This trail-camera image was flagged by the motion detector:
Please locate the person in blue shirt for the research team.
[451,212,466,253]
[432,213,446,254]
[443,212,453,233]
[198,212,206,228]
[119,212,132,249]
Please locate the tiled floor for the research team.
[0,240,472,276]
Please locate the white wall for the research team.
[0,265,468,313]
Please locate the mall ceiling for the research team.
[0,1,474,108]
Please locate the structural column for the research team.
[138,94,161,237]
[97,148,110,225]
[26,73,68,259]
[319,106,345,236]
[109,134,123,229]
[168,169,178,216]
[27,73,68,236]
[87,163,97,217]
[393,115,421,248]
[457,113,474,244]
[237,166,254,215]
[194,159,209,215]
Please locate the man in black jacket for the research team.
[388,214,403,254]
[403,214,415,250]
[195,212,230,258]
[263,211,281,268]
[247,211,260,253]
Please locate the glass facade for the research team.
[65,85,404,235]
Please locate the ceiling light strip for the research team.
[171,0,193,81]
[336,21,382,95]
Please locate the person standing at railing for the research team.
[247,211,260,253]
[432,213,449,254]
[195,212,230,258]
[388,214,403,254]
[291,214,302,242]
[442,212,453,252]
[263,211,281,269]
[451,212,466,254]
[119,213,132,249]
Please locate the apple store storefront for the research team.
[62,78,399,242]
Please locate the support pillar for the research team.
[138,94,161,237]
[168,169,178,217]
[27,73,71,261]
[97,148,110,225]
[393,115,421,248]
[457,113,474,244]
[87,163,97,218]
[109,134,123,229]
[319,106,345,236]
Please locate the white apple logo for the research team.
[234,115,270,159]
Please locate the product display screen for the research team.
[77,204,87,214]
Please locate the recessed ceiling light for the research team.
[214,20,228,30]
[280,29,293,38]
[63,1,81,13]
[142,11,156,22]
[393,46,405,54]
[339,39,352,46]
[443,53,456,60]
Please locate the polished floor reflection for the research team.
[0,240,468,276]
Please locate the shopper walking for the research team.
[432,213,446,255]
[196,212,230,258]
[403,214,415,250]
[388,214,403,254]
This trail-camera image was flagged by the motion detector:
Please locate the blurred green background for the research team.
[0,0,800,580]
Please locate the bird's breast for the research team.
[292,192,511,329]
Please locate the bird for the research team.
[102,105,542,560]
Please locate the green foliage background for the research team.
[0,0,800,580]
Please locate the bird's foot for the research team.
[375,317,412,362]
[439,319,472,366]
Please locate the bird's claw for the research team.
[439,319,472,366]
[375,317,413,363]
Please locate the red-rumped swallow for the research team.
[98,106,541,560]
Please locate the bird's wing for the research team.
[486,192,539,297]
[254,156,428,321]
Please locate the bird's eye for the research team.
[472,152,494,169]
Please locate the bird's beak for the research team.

* * * *

**Ziel der Übung:**
Schreiben Sie sämtliche obigen Zeilen als Markdown-Tabelle mit den Spalten „Nr.“ und „Zeile“ um. Nummerieren Sie jede Zeile fortlaufend und lassen Sie Leerzeilen weg.

**Fertige Lösung:**
| Nr. | Zeile |
|---|---|
| 1 | This trail-camera image was flagged by the motion detector: |
| 2 | Please locate the person in blue shirt for the research team. |
| 3 | [451,212,466,253] |
| 4 | [432,213,446,254] |
| 5 | [443,212,453,233] |
| 6 | [198,212,206,228] |
| 7 | [119,212,132,249] |
| 8 | Please locate the tiled floor for the research team. |
| 9 | [0,240,472,276] |
| 10 | Please locate the white wall for the research team. |
| 11 | [0,265,468,313] |
| 12 | Please locate the mall ceiling for the research team. |
| 13 | [0,1,474,108] |
| 14 | Please locate the structural column for the research team. |
| 15 | [138,94,161,237] |
| 16 | [97,148,110,225] |
| 17 | [26,73,68,259] |
| 18 | [319,106,345,236] |
| 19 | [109,134,123,229] |
| 20 | [168,169,178,216] |
| 21 | [27,73,68,236] |
| 22 | [87,163,97,217] |
| 23 | [393,115,421,248] |
| 24 | [457,113,474,244] |
| 25 | [237,166,254,215] |
| 26 | [194,159,209,215] |
| 27 | Please locate the man in black jacket for the research team. |
| 28 | [388,214,403,254] |
| 29 | [403,214,415,250] |
| 30 | [195,212,230,258] |
| 31 | [263,211,281,268] |
| 32 | [247,211,260,253] |
| 33 | Please locate the glass facade for the research team. |
| 34 | [65,85,404,235] |
| 35 | Please locate the ceiling light strip for the research team. |
| 36 | [171,0,193,81] |
| 37 | [336,21,382,95] |
| 38 | Please locate the person standing at railing for the research team. |
| 39 | [247,211,260,253] |
| 40 | [432,213,449,254] |
| 41 | [195,212,230,258] |
| 42 | [388,214,403,254] |
| 43 | [291,214,302,242] |
| 44 | [442,212,453,252] |
| 45 | [263,211,281,269] |
| 46 | [451,212,466,254] |
| 47 | [119,213,132,249] |
| 48 | Please locate the apple store storefront for the research team. |
| 49 | [62,78,399,242] |
| 50 | Please locate the support pillar for the research team. |
| 51 | [138,94,161,237] |
| 52 | [168,169,178,217] |
| 53 | [27,73,71,261] |
| 54 | [97,148,110,225] |
| 55 | [393,115,421,248] |
| 56 | [457,113,474,244] |
| 57 | [87,163,97,218] |
| 58 | [109,134,123,229] |
| 59 | [319,106,345,236] |
| 60 | Please locate the white apple logo for the research team. |
| 61 | [234,115,270,159] |
| 62 | Please locate the product display screen for the research team. |
| 63 | [77,204,87,214] |
| 64 | Please locate the recessed ceiling light for the research team. |
| 65 | [214,20,228,30] |
| 66 | [280,29,293,38] |
| 67 | [63,1,81,13] |
| 68 | [142,11,156,22] |
| 69 | [393,46,405,54] |
| 70 | [339,39,352,46] |
| 71 | [443,53,456,60] |
| 72 | Please locate the polished floor reflection for the research team. |
| 73 | [0,240,468,276] |
| 74 | Please locate the shopper walking for the research team. |
| 75 | [432,213,446,255] |
| 76 | [196,212,230,258] |
| 77 | [403,214,415,250] |
| 78 | [388,214,403,254] |
| 79 | This trail-camera image was flagged by the motion detector: |
| 80 | Please locate the blurred green background for the research team. |
| 81 | [0,0,800,580] |
| 82 | Please locate the bird's breast for the research team. |
| 83 | [292,192,511,329] |
| 84 | Please locate the bird for the research team. |
| 85 | [102,105,542,560] |
| 86 | Please locate the green foliage background for the research team. |
| 87 | [0,0,800,580] |
| 88 | Please locate the bird's foot for the research team. |
| 89 | [375,317,412,362] |
| 90 | [439,319,472,366] |
| 91 | Please locate the bird's claw for the research team. |
| 92 | [439,319,472,366] |
| 93 | [375,317,413,363] |
| 94 | Please locate the red-rumped swallow for the research team. |
| 95 | [98,106,541,560] |
| 96 | Please locate the bird's wing for the research team. |
| 97 | [486,192,539,297] |
| 98 | [254,156,428,321] |
| 99 | Please locate the bird's eye for the research team. |
| 100 | [472,152,494,169] |
| 101 | Please locate the bird's beak for the research team. |